Convert the lines below, from the line with "One point lands on every instance of the spoon bowl, laid" up to and including the line with "pixel 271 194", into a Markdown table with the columns Row and Line. Give each line a row number and skip any blank lines.

· · · · ·

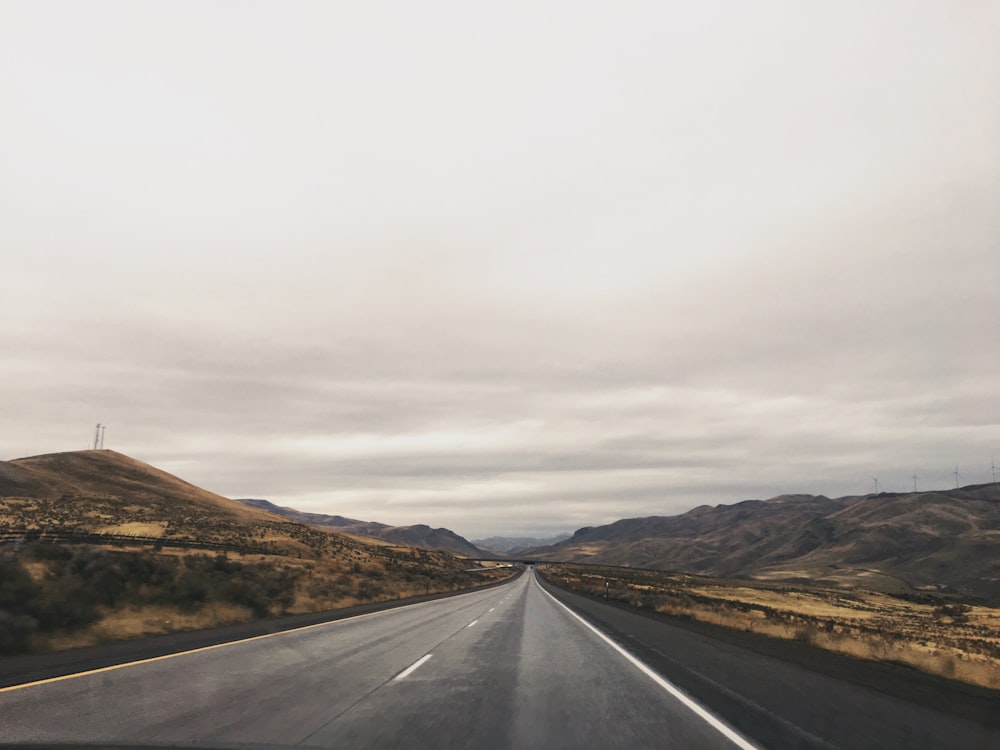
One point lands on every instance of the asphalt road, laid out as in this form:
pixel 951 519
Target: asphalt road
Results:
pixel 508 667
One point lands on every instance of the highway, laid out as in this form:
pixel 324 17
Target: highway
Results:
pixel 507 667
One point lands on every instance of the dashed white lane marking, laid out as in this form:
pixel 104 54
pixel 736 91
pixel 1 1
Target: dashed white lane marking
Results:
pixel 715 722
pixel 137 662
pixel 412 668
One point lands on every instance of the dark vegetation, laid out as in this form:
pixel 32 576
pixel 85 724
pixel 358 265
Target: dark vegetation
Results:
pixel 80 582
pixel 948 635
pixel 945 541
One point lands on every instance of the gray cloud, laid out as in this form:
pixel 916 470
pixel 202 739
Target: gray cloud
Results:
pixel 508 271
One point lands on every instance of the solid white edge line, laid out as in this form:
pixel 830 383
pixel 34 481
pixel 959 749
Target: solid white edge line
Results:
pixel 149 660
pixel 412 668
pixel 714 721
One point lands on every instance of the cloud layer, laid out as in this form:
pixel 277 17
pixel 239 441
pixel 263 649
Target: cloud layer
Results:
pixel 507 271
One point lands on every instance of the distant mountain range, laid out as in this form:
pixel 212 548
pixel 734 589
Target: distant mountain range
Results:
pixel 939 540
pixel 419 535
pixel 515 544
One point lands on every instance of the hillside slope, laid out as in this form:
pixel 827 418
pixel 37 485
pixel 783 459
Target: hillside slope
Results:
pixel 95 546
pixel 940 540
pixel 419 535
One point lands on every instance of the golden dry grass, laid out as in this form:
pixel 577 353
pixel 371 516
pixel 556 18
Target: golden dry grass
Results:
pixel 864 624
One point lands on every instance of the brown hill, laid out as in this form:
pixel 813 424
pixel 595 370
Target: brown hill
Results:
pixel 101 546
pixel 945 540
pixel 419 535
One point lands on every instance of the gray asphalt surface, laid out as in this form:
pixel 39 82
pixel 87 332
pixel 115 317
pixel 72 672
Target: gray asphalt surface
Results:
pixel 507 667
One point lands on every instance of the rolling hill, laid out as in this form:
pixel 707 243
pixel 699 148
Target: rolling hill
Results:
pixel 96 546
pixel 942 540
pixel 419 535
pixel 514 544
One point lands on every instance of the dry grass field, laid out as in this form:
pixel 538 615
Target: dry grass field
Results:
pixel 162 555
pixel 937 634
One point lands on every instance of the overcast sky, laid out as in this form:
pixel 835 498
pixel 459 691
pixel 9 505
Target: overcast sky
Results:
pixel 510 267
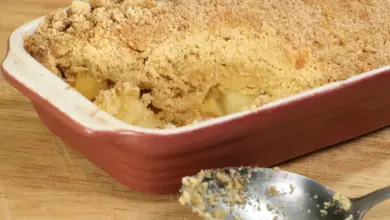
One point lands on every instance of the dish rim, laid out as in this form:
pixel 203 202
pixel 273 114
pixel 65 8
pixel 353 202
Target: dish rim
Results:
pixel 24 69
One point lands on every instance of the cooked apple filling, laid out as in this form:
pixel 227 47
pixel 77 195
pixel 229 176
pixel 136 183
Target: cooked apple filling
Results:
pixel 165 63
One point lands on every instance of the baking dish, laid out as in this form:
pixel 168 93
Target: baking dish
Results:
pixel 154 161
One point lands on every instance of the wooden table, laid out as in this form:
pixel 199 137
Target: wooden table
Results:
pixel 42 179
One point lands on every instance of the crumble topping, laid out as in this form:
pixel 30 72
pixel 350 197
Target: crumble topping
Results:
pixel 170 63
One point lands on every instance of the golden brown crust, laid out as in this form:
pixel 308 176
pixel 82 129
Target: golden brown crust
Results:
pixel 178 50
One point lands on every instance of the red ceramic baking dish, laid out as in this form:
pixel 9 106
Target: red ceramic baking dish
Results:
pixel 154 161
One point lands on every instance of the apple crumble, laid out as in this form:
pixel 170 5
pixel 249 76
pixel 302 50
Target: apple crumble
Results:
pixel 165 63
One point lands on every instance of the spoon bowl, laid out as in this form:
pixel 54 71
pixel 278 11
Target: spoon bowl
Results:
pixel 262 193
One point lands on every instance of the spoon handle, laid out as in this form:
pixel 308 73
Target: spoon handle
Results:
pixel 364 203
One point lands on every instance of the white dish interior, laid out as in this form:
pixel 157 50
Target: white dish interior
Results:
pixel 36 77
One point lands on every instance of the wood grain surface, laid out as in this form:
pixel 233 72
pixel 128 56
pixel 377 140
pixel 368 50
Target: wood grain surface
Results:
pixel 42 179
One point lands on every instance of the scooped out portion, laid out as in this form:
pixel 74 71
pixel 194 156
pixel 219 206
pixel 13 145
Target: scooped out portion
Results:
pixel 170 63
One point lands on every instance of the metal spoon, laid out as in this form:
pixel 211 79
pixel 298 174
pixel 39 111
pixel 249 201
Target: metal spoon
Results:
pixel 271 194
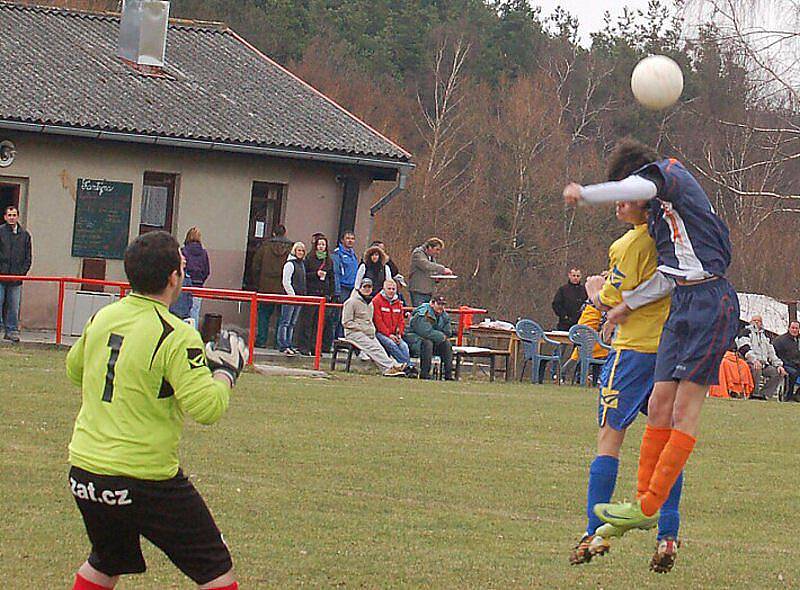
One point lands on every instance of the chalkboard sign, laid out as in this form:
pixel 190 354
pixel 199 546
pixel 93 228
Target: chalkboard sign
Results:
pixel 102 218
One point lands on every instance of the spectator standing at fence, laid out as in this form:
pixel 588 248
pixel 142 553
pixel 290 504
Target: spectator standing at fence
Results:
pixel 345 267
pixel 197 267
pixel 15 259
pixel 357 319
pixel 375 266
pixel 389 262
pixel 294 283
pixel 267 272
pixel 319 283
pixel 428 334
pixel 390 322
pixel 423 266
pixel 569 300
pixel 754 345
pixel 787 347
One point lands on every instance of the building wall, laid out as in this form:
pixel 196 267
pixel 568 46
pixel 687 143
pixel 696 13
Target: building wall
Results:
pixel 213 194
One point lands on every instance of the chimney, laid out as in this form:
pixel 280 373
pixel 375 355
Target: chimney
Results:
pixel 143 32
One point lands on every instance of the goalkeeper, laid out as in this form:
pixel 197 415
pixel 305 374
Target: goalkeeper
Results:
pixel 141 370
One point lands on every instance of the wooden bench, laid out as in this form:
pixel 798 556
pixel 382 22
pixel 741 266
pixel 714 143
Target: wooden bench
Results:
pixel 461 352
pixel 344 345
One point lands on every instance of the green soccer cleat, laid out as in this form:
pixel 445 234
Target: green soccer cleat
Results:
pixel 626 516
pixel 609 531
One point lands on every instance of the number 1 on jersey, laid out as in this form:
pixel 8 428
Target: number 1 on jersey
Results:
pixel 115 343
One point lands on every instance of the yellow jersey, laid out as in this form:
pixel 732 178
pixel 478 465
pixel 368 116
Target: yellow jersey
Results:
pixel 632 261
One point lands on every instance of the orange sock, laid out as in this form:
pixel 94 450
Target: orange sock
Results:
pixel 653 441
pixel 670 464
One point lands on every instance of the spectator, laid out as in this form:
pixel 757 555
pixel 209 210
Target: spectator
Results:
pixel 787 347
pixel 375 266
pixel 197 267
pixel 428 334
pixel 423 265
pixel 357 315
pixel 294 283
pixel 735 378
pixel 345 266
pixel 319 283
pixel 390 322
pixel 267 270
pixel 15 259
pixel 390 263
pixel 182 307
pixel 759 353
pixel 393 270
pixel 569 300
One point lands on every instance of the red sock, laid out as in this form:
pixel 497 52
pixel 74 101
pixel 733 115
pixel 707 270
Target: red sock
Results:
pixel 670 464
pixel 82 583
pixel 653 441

· · · · ·

» Response for this exercise:
| Row | Line |
|---|---|
| 1 | One point lands on every instance of the spoon bowl, laid out as in this form: |
| 2 | pixel 54 71 |
| 3 | pixel 278 11 |
| 4 | Target: spoon bowl |
| 5 | Results: |
| 6 | pixel 262 193 |
| 7 | One point lands on every instance of the spoon handle, laid out as in this form: |
| 8 | pixel 308 73 |
| 9 | Target: spoon handle |
| 10 | Results: |
| 11 | pixel 364 203 |
| 12 | One point lands on every instance of the white dish interior, laid out as in this form: |
| 13 | pixel 157 50 |
| 14 | Target: white dish interior |
| 15 | Results: |
| 16 | pixel 36 77 |
| 17 | One point lands on every instance of the wood grain surface, laid out as in this form: |
| 18 | pixel 233 72 |
| 19 | pixel 128 56 |
| 20 | pixel 377 140 |
| 21 | pixel 368 50 |
| 22 | Target: wood grain surface |
| 23 | Results: |
| 24 | pixel 42 179 |
| 25 | One point lands on every instance of the scooped out portion, laid out as in this form: |
| 26 | pixel 74 71 |
| 27 | pixel 194 156 |
| 28 | pixel 219 206 |
| 29 | pixel 13 145 |
| 30 | Target: scooped out portion |
| 31 | Results: |
| 32 | pixel 170 63 |
| 33 | One point lands on every instance of the metal spoon, laid out as in this form: |
| 34 | pixel 211 79 |
| 35 | pixel 298 174 |
| 36 | pixel 39 111 |
| 37 | pixel 249 201 |
| 38 | Target: metal spoon |
| 39 | Results: |
| 40 | pixel 271 194 |